◆ What is expected
Render the lines of the records as a Markdown table, starting at the line containing "Where can the whole" and ending at the final line of the records, with both ends included and blank lines omitted. Use the columns Row No. and Content, giving each line a sequential row number and its text.
*** Supplied material
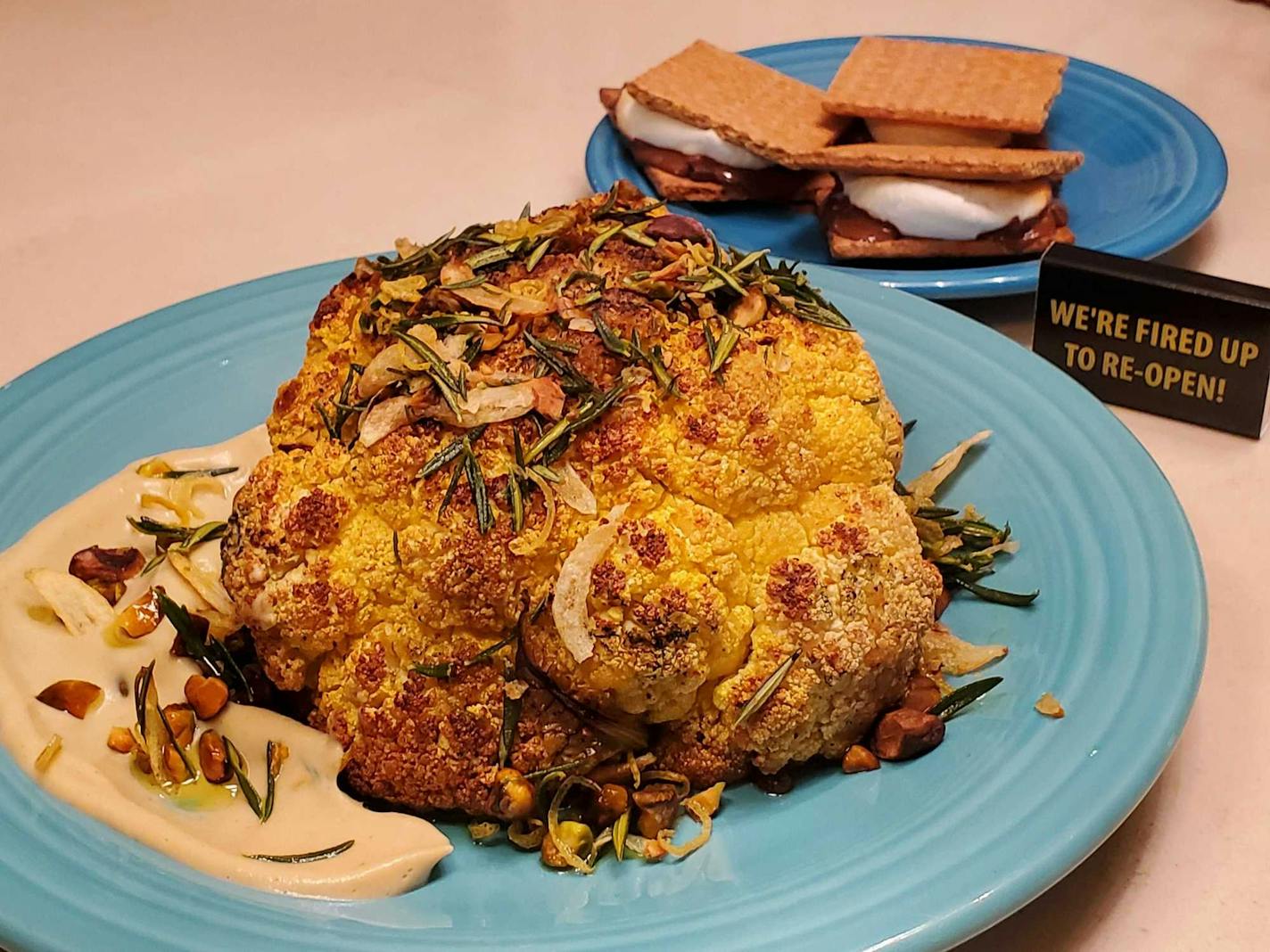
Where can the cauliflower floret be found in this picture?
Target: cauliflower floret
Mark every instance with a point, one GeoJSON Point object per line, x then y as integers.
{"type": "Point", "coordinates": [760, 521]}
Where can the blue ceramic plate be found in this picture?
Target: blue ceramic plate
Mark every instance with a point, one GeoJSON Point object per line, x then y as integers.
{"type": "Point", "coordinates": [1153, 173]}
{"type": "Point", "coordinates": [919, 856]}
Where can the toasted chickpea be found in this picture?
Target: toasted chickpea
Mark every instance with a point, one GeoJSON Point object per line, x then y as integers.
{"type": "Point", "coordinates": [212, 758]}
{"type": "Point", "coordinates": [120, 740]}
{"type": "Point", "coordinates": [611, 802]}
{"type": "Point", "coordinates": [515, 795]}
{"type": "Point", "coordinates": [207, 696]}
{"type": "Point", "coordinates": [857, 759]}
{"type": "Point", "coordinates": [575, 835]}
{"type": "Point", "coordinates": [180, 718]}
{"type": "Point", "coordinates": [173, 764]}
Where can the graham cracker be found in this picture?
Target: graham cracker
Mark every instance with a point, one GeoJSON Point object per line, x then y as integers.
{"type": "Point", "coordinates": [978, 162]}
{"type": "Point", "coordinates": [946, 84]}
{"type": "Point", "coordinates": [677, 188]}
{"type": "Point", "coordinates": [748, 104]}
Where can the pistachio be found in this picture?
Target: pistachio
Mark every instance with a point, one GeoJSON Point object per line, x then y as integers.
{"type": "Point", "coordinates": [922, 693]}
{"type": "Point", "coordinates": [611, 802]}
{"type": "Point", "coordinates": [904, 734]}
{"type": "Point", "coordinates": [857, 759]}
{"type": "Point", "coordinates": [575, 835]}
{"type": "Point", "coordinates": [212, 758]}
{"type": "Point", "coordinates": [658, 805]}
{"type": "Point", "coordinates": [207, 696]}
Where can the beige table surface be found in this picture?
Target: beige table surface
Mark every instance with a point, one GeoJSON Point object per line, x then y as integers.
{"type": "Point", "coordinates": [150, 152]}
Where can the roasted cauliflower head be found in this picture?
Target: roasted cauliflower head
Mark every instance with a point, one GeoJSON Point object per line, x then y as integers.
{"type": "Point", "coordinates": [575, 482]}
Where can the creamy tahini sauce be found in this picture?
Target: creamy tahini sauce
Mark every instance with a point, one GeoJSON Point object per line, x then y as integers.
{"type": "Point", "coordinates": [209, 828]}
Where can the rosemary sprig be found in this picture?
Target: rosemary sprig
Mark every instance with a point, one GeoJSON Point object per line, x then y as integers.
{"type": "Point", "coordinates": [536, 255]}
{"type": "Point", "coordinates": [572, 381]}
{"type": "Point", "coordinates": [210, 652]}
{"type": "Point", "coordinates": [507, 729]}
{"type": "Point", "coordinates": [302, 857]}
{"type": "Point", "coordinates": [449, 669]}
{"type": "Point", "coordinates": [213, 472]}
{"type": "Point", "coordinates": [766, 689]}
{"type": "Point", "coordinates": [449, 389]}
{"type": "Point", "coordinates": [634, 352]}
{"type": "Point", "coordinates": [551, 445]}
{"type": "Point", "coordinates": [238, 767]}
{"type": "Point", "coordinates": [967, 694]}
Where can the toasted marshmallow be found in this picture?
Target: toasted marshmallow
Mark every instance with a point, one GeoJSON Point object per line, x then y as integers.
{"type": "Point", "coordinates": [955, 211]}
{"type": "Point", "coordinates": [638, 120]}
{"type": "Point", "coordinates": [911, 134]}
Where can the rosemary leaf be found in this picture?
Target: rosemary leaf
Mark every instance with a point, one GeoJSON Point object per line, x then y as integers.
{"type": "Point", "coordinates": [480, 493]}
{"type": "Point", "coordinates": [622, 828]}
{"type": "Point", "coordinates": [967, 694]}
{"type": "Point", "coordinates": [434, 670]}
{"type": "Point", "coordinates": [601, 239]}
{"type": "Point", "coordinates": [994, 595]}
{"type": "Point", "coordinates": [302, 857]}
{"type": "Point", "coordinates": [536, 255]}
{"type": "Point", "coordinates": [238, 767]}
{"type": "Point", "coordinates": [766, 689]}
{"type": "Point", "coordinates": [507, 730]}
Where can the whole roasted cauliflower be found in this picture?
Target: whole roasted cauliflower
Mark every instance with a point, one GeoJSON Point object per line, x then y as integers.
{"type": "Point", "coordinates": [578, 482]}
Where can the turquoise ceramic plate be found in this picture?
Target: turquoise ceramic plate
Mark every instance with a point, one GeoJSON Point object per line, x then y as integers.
******
◆ Result below
| Row No. | Content |
|---|---|
| 1 | Where can the whole roasted cauliflower be found in this picture? |
| 2 | Target: whole roasted cauliflower |
| 3 | Mark every instance with a point, one GeoJSON Point object per line, x then y as integers. |
| 4 | {"type": "Point", "coordinates": [578, 482]} |
| 5 | Where can the turquoise ceramic plate be found in this picture? |
| 6 | Target: turquoise ceramic plate |
| 7 | Mark every instance with a point, one GeoJSON Point object per line, x then y as integers. |